===== TEXTO APRESENTADO =====
Uma das brincadeiras mais essenciais da primeira infância é a caixa com buracos em diferentes formatos, nos quais a criança deve inserir peças que combinem. Rapidamente, os pequenos aprendem que uma forma quadrada não se encaixa no buraco redondo e que diferenças de tamanho podem até fazer com que o jogo avance, mas passam longe de darem a liga necessária. Uma lição que a Capcom parece não ter aprendido.
Após uma sequência de bons lançamentos que começou lá em 2017, com Resident Evil 7, e garantiu a ela dois assentos entre os melhores games do ano passado, com a reimaginação do segundo jogo da franquia de horror e também Devil May Cry 5, a empresa deixa a peteca cair. Se as decisões questionáveis de enredo e os exageros de Resident Evil 3 já não foram suficientes, Resistance chega para mostrar que estávamos errados de acreditar que a Capcom havia encontrado um caminho — ou isso nunca aconteceu, ou ela conseguiu se perder novamente de forma incrivelmente rápida.
O título coloca quatro jogadores, na pele de sobreviventes com diferentes habilidades, em cenários de sobrevivência, lutando contra um Vilão. Um quinto usuário é responsável por posicionar armadilhas e criaturas enquanto tenta impedir os personagens de cumprirem os objetivos que levam à fuga, em um experimento da Umbrella que permite até mesmo o controle direto de suas armas biológicas mais poderosas.
Resistance pode até ser uma ideia interessante e que poderia funcionar se criada com cuidado e de forma direcionada. O reaproveitamento que vemos aqui, no final das contas, acaba não servindo de nada.
Na teoria, pode até parecer interessante, além de sintonizado com tendências do mercado atual. A prática é bem diferente. Anunciado como jogo individual e depois incluído de graça com o remake de Resident Evil 3, Resistance é desenvolvido pela Neobards, que tem no currículo conversões de clássicos da Capcom para o Switch. O game foi vendido como experimento e uma maneira de explorar novos rumos, como se tentativas anteriores de aliar o multiplayer competitivo ao terror já não tivessem demonstrado isso de forma clara.
Agora, estamos diante de mais uma comprovação. Nada contra jogos online, mesmo os de terror, com diferentes exemplos demonstrando que essa mistura pode funcionar se bem idealizada e realizada. O problema acontece quando as propostas são criadas a toque de caixa, seja como uma forma de capitalizar sobre uma marca de sucesso ou aproveitar conceitos com a desculpa de que eles estão sendo aplicados de outra maneira. Em ambos os casos, são problemas que atingem Resident Evil Resistance diretamente e fazem pensar sobre a validade do velho ditado sobre injeções gratuitas na testa.
=====
No texto sobre Resident Evil Resistance, qual estúdio desenvolve o jogo? As entradas provêm de uma fonte diferente da do texto.
===== TRECHOS DAS ENTRADAS =====
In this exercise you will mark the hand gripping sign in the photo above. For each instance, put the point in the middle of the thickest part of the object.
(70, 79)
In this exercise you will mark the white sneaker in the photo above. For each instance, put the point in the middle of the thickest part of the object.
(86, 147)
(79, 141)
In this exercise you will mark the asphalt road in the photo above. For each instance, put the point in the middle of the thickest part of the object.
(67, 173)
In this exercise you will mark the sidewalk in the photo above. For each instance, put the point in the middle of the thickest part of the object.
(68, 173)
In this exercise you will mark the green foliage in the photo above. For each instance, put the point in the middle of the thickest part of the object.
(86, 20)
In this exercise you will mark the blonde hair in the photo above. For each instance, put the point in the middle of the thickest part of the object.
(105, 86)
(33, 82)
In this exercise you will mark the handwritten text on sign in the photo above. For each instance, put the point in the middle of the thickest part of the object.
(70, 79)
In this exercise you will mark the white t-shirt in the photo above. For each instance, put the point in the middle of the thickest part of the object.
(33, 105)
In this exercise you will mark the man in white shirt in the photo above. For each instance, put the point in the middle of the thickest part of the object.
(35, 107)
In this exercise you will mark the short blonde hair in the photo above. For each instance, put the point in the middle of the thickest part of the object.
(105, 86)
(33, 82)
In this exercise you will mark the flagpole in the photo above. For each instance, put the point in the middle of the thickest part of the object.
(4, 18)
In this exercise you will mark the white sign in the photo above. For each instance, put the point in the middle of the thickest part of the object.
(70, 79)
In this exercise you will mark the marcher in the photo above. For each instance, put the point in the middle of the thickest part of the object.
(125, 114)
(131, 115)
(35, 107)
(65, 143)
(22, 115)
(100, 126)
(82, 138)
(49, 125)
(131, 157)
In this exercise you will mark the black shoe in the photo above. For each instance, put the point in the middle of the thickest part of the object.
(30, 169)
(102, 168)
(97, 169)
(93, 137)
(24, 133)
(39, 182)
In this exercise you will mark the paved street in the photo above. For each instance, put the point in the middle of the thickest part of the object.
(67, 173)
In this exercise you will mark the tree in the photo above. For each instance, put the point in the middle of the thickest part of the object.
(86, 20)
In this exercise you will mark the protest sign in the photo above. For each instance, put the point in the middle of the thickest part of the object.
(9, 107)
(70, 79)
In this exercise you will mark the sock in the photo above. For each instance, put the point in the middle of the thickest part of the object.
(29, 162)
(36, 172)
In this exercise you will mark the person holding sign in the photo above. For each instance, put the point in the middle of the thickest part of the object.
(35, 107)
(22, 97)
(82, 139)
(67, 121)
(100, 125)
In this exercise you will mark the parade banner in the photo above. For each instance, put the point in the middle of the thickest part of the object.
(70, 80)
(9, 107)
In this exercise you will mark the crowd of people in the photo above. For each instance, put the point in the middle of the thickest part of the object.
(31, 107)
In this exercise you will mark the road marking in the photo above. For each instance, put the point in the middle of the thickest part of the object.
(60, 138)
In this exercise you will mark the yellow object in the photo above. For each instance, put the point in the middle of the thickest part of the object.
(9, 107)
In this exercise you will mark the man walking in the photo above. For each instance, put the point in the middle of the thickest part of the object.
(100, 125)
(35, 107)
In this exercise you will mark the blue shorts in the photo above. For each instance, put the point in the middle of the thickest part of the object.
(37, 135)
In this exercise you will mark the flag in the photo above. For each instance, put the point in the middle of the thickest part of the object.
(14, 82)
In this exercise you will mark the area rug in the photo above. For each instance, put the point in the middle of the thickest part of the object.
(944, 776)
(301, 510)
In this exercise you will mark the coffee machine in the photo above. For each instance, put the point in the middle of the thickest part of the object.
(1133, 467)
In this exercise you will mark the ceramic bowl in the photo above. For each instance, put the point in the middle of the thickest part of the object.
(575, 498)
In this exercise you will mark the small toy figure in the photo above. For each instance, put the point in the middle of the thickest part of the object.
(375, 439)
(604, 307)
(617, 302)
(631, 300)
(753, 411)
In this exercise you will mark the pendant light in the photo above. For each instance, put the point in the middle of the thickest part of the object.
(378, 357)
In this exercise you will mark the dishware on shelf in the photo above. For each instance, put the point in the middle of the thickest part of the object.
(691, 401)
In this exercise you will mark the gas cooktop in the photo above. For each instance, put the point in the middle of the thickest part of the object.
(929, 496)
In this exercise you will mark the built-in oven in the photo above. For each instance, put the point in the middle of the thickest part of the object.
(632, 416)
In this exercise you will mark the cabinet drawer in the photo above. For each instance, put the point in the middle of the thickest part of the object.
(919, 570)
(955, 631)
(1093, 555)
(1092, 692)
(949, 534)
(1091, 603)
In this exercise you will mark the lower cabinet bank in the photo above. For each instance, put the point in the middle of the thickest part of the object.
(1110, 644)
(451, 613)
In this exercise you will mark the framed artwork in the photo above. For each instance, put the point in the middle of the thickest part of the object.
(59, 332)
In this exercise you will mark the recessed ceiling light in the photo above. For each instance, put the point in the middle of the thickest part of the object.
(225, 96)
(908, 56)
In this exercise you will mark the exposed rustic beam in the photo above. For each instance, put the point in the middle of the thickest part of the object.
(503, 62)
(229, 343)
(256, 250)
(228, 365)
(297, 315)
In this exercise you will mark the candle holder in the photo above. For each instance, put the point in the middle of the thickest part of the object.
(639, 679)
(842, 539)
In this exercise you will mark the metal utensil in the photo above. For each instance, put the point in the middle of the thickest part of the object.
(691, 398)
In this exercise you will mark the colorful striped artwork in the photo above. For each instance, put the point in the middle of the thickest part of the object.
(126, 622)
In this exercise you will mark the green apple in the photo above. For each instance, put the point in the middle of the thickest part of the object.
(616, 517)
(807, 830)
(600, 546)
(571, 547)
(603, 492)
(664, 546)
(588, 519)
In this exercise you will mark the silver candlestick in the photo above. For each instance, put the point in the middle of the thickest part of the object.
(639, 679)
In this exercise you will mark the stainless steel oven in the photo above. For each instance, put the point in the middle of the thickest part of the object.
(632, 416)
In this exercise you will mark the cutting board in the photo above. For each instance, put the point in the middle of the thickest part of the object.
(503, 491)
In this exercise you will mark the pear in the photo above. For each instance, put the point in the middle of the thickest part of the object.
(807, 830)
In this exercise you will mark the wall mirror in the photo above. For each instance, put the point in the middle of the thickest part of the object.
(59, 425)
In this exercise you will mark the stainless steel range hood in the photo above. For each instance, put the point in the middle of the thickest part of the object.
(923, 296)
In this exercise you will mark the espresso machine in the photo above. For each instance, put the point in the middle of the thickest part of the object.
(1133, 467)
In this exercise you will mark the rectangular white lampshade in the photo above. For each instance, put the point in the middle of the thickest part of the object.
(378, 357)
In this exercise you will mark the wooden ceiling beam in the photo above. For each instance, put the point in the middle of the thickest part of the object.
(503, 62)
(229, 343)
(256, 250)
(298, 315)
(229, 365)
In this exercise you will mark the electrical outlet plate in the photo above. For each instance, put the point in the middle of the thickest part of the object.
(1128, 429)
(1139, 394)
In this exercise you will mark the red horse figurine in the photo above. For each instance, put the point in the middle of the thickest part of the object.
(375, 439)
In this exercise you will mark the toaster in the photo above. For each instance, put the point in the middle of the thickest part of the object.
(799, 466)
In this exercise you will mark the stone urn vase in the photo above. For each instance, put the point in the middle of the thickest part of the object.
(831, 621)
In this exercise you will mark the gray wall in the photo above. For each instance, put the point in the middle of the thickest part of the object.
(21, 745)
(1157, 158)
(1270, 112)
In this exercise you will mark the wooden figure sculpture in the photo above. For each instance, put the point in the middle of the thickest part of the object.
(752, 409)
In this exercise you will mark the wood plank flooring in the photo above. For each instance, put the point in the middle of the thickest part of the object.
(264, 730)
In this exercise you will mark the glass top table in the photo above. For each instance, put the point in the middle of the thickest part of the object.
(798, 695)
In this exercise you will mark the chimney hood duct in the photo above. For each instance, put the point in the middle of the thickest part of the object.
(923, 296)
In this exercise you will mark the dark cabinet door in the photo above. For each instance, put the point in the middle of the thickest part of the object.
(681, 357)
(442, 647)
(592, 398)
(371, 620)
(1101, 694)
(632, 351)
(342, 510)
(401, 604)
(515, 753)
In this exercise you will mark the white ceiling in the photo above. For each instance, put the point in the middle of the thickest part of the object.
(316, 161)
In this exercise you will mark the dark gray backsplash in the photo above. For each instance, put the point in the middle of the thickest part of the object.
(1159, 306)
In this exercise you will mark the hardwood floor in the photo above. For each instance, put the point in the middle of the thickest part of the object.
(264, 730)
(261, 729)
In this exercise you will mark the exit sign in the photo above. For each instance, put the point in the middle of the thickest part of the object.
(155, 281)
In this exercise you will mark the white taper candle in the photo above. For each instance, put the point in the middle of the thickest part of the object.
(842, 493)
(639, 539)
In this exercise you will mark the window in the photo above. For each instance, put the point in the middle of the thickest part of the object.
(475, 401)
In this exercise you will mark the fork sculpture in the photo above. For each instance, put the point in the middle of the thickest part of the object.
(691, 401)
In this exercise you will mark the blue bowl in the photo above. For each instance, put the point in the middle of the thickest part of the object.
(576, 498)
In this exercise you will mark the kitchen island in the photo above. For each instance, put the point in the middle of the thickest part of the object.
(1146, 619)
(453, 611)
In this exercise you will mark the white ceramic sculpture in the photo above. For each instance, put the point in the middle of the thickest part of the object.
=====
RESPOSTA COMPLETA
A Neobards.